§ **Text to read**

☆ ☆ ☆ ☆

Re: Complex queries & results

Posted by Mark Hahn <ma...@boutiquing.com>.
> couch doesn't answer any query while it's doing its view updates.

I was shocked when I first experienced this myself.  I posted here and found
the bad news.  This was the first and so far only serious wart I've found on
couch.

I received replies suggesting that I put different views in separate design
docs.  Apparently the blocking only happens on the same design doc, at least
when updating the view code.  When one view in a design doc needs updating
it updates them all.  I haven't tried this yet.

I also haven't yet played with the "stale" option, which allows reading docs
that are out-of-date.  Between the two options I've got my fingers crossed
that I can avoiding any real blocking.  Blocking a server is the worst sin
of all.


On Tue, Jun 7, 2011 at 9:49 PM, Torstein Krause Johansen <
torsteinkrausework@gmail.com> wrote:

> On 07/06/11 14:21, Torstein Krause Johansen wrote:
>
>  On 06/06/11 22:09, Sean Copenhaver wrote:
>>
>
>  https://gist.github.com/1010318
>>>
>>> I tried this out with 10 docs fitting your example structure and with a
>>> plain query (no grouping, no filtering, reduce on) I get back:
>>>
>>> { John: 4, Jane: 6 }
>>>
>>
>> Looks spot on! Thank you _so_ much for doing this.
>>
>> I'm really curious how this performs, I will be-siege my couch with bulk
>> updates, giving it a big-ish data set while simultaneously be-siege it
>> with reads GETs querying this map/reduce you've created. Will be very
>> interesting.

☆ ☆ ☆ ☆

§ **Given data**
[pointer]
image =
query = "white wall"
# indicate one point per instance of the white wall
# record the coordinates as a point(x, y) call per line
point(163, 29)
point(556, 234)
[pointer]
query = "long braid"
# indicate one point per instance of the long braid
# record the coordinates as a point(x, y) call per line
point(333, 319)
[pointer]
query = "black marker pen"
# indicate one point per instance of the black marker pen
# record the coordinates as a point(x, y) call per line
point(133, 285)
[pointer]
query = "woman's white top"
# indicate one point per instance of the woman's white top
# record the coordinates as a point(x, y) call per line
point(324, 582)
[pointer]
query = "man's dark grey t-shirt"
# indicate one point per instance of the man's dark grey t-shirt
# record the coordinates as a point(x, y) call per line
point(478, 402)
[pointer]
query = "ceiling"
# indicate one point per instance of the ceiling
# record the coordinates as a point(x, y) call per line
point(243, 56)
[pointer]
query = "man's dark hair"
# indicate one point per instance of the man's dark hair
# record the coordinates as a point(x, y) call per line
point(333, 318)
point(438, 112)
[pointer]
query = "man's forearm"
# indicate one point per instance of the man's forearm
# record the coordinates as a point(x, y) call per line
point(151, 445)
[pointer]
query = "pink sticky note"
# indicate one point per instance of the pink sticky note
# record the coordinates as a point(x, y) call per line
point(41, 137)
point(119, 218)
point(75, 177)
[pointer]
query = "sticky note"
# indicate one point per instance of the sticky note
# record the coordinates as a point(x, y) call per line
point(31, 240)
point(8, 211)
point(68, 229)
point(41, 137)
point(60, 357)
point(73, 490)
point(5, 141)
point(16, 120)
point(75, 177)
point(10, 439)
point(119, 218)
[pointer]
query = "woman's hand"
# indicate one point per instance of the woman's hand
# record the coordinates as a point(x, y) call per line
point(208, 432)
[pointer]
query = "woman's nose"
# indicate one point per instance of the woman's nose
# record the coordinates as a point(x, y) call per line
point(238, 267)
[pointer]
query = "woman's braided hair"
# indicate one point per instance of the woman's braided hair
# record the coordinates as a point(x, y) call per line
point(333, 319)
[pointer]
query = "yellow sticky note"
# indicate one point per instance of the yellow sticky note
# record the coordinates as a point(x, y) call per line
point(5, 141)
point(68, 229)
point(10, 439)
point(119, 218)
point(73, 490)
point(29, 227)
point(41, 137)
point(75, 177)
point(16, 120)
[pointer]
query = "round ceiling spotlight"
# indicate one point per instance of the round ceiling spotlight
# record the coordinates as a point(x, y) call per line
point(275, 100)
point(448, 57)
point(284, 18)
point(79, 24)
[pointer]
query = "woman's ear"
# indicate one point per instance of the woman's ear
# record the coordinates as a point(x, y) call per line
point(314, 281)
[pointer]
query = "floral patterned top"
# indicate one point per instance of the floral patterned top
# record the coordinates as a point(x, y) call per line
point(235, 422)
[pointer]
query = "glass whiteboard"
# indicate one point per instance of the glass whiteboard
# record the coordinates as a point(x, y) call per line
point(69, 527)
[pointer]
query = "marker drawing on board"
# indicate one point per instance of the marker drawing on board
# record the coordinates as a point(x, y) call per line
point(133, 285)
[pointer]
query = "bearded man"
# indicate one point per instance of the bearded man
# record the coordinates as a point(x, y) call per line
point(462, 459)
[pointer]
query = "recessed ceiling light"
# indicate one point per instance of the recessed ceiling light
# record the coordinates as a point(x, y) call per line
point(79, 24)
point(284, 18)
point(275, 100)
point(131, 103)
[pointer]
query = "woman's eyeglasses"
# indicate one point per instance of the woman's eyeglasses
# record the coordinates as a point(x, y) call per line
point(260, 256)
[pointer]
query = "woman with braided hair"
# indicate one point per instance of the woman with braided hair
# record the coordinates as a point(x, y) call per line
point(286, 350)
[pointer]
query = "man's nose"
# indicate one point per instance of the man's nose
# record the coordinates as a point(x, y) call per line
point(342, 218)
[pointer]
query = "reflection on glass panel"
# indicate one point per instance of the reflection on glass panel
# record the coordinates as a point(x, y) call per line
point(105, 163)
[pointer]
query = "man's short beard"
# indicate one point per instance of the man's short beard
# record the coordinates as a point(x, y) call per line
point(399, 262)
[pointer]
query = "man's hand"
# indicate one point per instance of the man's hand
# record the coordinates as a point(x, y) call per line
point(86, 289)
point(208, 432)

☆ ☆ ☆ ☆

§ **Problems and tasks**
[a] In the post about CouchDB view updates, which option allows reading docs that are out-of-date?
[b] Rewrite the records from their start through the line containing "point(324, 582)", replacing "white" with "beige" and leaving all else unchanged. Return only those lines.

§ **Outputs for the tasks**
[a] The "stale" option.

[b]
[pointer]
image =
query = "beige wall"
# indicate one point per instance of the beige wall
# record the coordinates as a point(x, y) call per line
point(163, 29)
point(556, 234)
[pointer]
query = "long braid"
# indicate one point per instance of the long braid
# record the coordinates as a point(x, y) call per line
point(333, 319)
[pointer]
query = "black marker pen"
# indicate one point per instance of the black marker pen
# record the coordinates as a point(x, y) call per line
point(133, 285)
[pointer]
query = "woman's beige top"
# indicate one point per instance of the woman's beige top
# record the coordinates as a point(x, y) call per line
point(324, 582)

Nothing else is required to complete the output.